§ WORK INSTRUCTIONS: Count the lines in the entries below that contain the string "blue", treating uppercase and lowercase as different. Reply with the number alone.

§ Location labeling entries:

** begin **

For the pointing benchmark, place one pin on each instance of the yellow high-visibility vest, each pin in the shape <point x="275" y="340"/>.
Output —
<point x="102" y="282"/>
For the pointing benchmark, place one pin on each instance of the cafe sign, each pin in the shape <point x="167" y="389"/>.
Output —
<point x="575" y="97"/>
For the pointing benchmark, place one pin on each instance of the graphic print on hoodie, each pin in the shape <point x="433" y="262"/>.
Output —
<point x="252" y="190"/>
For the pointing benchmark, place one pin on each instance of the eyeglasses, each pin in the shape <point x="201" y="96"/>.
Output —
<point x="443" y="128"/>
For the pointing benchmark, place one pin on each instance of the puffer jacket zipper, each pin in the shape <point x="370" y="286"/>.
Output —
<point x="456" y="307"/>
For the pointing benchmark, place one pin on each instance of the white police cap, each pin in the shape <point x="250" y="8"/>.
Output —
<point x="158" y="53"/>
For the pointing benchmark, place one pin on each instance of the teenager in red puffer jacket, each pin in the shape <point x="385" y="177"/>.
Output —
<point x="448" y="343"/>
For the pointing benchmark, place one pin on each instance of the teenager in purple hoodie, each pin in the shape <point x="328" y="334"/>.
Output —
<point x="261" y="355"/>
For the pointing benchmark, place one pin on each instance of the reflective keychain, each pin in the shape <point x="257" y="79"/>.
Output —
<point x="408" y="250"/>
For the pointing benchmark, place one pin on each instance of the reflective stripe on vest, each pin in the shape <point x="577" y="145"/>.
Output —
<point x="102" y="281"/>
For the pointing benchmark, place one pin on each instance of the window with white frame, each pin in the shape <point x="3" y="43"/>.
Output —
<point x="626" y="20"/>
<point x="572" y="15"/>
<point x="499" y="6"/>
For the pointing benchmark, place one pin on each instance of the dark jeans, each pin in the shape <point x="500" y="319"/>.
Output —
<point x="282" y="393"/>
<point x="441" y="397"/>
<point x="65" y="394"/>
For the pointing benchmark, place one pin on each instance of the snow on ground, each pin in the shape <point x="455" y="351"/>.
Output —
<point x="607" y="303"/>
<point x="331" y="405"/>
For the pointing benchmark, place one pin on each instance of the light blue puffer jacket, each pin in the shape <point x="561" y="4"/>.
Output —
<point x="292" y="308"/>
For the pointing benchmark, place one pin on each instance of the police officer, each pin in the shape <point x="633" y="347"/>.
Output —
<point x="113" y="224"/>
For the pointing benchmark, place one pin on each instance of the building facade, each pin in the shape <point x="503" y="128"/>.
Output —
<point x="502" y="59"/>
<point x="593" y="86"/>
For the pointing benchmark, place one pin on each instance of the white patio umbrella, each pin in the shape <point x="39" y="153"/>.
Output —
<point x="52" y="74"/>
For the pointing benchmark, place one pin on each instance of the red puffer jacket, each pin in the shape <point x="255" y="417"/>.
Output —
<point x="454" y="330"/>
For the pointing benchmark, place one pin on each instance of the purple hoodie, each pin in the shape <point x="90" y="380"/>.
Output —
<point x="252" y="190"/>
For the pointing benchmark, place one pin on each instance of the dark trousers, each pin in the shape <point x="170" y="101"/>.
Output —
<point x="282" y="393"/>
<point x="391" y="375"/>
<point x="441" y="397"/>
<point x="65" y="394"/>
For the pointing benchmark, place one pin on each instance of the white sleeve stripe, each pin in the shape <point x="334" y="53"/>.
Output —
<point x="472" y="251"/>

** end **
** begin **

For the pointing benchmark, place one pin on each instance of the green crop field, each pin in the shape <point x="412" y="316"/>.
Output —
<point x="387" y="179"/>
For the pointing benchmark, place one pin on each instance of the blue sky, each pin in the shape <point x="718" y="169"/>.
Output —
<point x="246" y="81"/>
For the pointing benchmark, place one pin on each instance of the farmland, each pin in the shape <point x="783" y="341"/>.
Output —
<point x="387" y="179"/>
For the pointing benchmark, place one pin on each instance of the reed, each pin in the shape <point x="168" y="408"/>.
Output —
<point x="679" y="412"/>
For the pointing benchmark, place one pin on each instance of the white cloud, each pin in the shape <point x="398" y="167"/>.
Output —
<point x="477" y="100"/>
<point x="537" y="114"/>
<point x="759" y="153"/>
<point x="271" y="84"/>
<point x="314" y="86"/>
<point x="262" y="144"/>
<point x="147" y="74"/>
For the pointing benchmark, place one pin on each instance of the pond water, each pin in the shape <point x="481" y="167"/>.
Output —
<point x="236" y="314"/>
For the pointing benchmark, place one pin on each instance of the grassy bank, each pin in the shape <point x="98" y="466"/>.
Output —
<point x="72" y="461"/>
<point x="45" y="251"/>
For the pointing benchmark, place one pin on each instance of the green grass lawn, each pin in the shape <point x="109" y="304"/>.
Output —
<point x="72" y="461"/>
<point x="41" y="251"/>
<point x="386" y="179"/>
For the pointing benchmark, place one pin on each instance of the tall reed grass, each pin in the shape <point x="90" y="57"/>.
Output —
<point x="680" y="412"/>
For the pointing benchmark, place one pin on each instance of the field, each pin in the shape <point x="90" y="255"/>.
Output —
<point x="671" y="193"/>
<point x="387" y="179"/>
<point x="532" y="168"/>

** end **
** begin **

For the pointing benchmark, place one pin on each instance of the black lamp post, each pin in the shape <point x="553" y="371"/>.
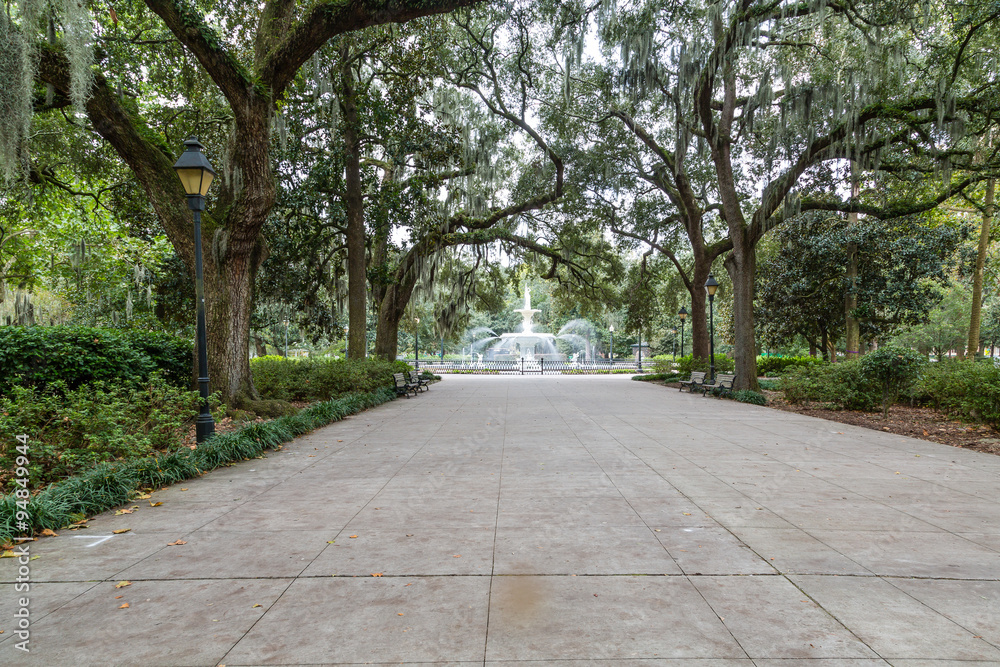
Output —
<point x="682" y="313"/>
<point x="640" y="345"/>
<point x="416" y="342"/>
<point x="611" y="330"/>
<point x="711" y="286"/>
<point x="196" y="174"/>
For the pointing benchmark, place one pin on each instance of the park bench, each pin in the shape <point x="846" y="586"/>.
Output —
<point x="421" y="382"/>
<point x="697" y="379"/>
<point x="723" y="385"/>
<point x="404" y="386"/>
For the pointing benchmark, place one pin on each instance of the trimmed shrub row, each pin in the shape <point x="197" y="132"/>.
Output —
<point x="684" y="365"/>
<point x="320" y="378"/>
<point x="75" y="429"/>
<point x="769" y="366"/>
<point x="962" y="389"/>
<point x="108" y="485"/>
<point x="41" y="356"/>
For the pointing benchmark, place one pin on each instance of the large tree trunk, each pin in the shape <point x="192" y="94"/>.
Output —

** end **

§ SOLVED EXERCISE: 2